ЛИЧНЫЙ РИТУАЛ

(из книги воспоминаний о Наталье Ильиной)

 

Привилегия народа — обряд — общий.

Привилегия королей — ритуал — личный.

У Натальи Иосифовны было два личных ритуала — чаепитие с лингвистами, учениками ее мужа, Реформатского, — по четвергам.

И ритуальное общение с выбранными ею друзьями.

Поскольку четверговые посиделки описаны подробно главными действующими лицами — лингвистами, останов­люсь на втором ритуале — вечерних рабочих чаепитий.

Ритуал состоял из двух частей. Мест действия было тоже два.

В первой части общение происходило в гостиной, в не­большой комнате с книгами, с портретом над диваном юной Елизаветы Васильевны Мусиной-Пушкиной, урож­денной Толстой, родственницы Н. И., очень похожей на портрет «Прекрасной незнакомки» Крамского. Кроме ди­вана, в гостиной было еще несколько кресел и секретер, на котором стояла фотография племянницы Н. И. — Веро­ники Жобер.

→ Условие задания:
Ответьте по фрагменту воспоминаний:
(a) По каким дням проходили чаепития с лингвистами, учениками Реформатского?
(b) Из скольких частей состоял ритуал вечерних рабочих чаепитий?
(c) Чья фотография стояла на секретере в гостиной?
Опирайтесь исключительно на фрагмент воспоминаний.

Записи набора данных о расположении объектов
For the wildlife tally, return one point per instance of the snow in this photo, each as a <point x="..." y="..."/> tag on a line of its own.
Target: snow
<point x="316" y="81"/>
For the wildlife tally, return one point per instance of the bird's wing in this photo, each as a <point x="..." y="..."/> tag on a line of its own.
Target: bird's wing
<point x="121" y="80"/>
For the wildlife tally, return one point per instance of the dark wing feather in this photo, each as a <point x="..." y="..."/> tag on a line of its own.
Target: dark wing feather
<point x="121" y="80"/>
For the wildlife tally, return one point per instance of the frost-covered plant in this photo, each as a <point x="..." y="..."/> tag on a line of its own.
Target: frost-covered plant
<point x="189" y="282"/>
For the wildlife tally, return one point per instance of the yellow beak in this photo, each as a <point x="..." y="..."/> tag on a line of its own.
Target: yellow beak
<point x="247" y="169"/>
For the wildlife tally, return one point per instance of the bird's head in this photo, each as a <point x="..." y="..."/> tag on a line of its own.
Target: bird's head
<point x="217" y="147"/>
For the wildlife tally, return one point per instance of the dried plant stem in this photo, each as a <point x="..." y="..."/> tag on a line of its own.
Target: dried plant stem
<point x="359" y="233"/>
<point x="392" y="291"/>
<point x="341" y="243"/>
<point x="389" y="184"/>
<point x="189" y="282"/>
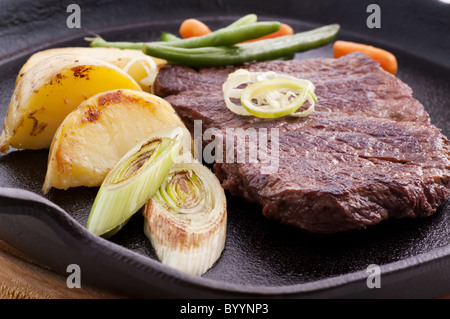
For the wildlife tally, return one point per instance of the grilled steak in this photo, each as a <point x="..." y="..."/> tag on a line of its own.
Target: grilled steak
<point x="367" y="153"/>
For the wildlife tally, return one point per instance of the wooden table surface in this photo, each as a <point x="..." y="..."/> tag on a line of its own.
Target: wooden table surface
<point x="23" y="278"/>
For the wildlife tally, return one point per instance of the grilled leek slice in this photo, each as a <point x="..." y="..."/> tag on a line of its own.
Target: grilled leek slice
<point x="186" y="219"/>
<point x="135" y="178"/>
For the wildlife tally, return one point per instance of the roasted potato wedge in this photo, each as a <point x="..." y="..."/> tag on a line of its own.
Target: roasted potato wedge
<point x="142" y="68"/>
<point x="93" y="138"/>
<point x="49" y="91"/>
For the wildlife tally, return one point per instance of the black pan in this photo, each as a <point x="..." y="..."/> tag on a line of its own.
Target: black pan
<point x="261" y="257"/>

→ Полный ответ:
(a) По четвергам.
(b) Из двух частей.
(c) Фотография племянницы Н. И., Вероники Жобер.